*** KUTIPAN SUMBER
Be-songo.or.id

Besongo Online Gelar Acara Bedah Buku Jejak Kaum Sufi

(Semarang, 24/ 02), Besongo Online menggelar bedah buku berjudul “Jejak Kaum Sufi dalam Kitab-Kitab Hadis Induk”. Bedah buku kali ini bertempat di Madin Raudlatul Jannah, Perumahan Bank Niaga (PBN). Pada kesempatan ini, mengangkat tema “Merajut Keseimbangan Spiritual dalam Keberagaman.” Besongo Online menghadirkan penulis buku, Dr. Ahmad Tajudin Arafat M.S.I. dan Agus Imam Kharomen. M.Ag sebagai pembandingnya.

Ahmad Tajudin Arafat merupakan salah satu ustaz Besongo yang cukup aktif menghidupkan literasi, khususnya kajian hadis dan tasawuf. Pada pemaparannya, Tajuddin -sapaan akrabnya- memaparkan tentang tradisi sufi yang telah menjadi bagian tak terpisahkan dari sejarah keilmuan Islam. Lebih lanjut, ia menyampaikan latar belakang menulis buku, di mana banyak anggapan antara ahli hadis dan kaum sufi bersebrangan.

“Buku ini hasil konversi dari disertasi saya. Di sini, saya ingin mengatakan bahwa hadis-hadis yang disampaikan dari Rasul kepada para sahabat, kemudian tabiin, tabi’ tabiin dan seterusnya hingga dikodifikasi oleh Imam Bukhari, Muslim, Ibnu Majah, dan yang lainnya, adalah bagian dari internalisasi pengalaman keagamaan, bukan sekadar kisah-kisah yang diceritakan,” ujar sekretaris jurusan S2 al-Qur’an dan Tafsir UIN Walisongo.
******
*** ISI KUMPULAN DATA
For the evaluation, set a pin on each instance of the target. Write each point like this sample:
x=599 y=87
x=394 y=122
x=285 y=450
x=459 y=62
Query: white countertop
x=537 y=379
******
*** ISI KUMPULAN DATA
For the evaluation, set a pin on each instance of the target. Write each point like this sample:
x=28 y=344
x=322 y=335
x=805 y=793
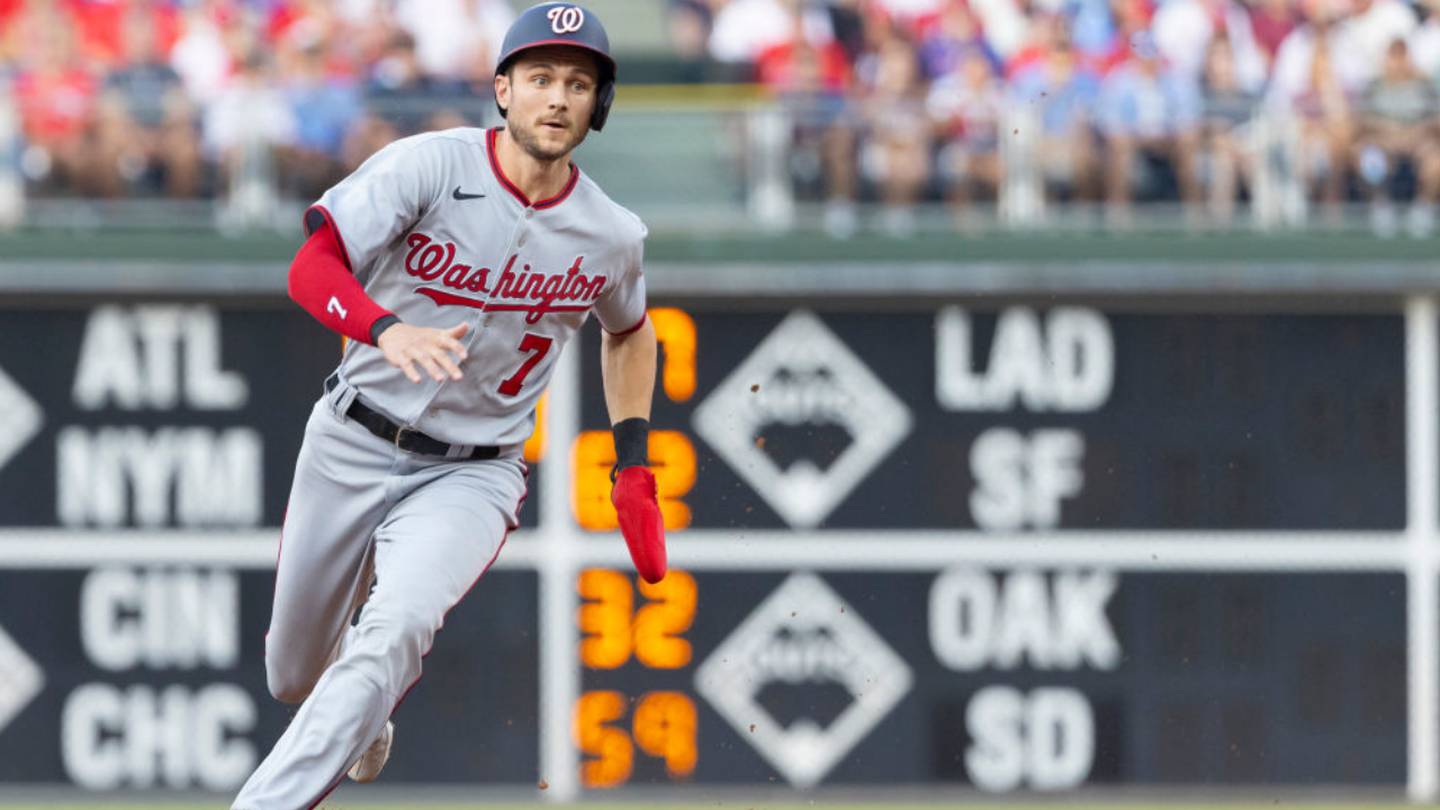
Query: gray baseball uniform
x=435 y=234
******
*PERINTAH LATIHAN*:
(A) Sebutkan semua imam yang disebut namanya dalam berita bedah buku sebagai pengodifikasi hadis.
(B) Di mana acara bedah buku dalam berita tersebut diselenggarakan?
(C) Teruskan berita tentang bedah buku "Jejak Kaum Sufi dalam Kitab-Kitab Hadis Induk" mulai setelah kalimat terakhirnya.

*JAWABAN LATIHAN*:
(A) Imam Bukhari, Muslim, dan Ibnu Majah.

(B) Di Madin Raudlatul Jannah, Perumahan Bank Niaga (PBN).

(C)
Religious Experiences Kaum Sufi dalam Periwayatan Hadis

Tajuddin mengungkapkan bahwa proses periwayatan hadis tidak mungkin kosong akan makna. Apalagi bagi kaum sufi, ketika mendapatkan hadis, mereka tidak sekadar transmisi matan, namun juga memuat pengalaman keagamaannya (religious experiences). Hal ini yang menarik untuk diungkap lebih detail.

“Saya berangkat dari kitab-kitab yang banyak mengungkap biografi para rawi, lalu saya baca pengalaman keagamaan mereka. Siapa yang dikatakan sufi? Di sini saya mengkonstruksi melalui term-term yang masuk dalam tradisi kesufian. Term seperti al-zuhd, al-qowwam, al-ju’, al-showwam, dan yang lain saya telusuri lebih jauh”, terang ustaz favorit Besongo tersebut.

Penulis buku Jejak Kaum Sufi tersebut menggambarkan perilaku sufi tercermin dalam kitab hadis 9 (kutubut tis’ah). “Perilaku orang-orang seperti ini memengaruhi cara mereka meriwayatkan hadis. Karena hadis-hadis (yang mereka riwayatkan) itu berdasarkan pengalaman hidupnya,” jelas doktor bidang hadis tersebut.

Tajuddin juga mengilustrasikan pengalaman keagamaan dengan tradisi di lingkungan pesantren. “Saat seorang santri mendapatkan pengetahuan dari gurunya, apa yang dia sampaikan kepada murid-muridnya setelah menjadi guru? Pengalaman agama tidak hanya dibawa dalam teks, tapi juga dalam laku, situasi dan pengalaman hidup,” tambahnya.

Tajuddin menemukan perilaku-perilaku perawi sufi yang terdapat dalam kitab mengandung dimensi spiritualitas yang mendalam. Salah satu contoh yang disoroti adalah sikap seorang perawi hadis bernama Zakaria yang terkenal karena tidak pernah keluar sepatah kata kecuali yang ia alami. Ada lagi sufi yang belajar untuk qolilul kalam (sedikit bicara) sampai puluhan tahun.

Tajuddin juga menemukan bahwa sejumlah perawi hadis memiliki karakteristik yang unik, seperti puasa, sedekah tanpa diketahui orang lain, termasuk Uwais al-Qarani yang sama sekali tidak mau diminta hadisnya. Hal ini menunjukkan bahwa pengalaman hidup mereka sangat memengaruhi cara mereka meriwayatkan hadis.

“Fenomena ini memang menjadi salah satu tantangan dalam penelitian saya. Tetapi, dari hal ini justru hadis nabi itu syiarnya masih hidup sampai sekarang dan islam bertahan karena ada orang-orang (perawi sufi) seperti itu,” jelas Tajuddin.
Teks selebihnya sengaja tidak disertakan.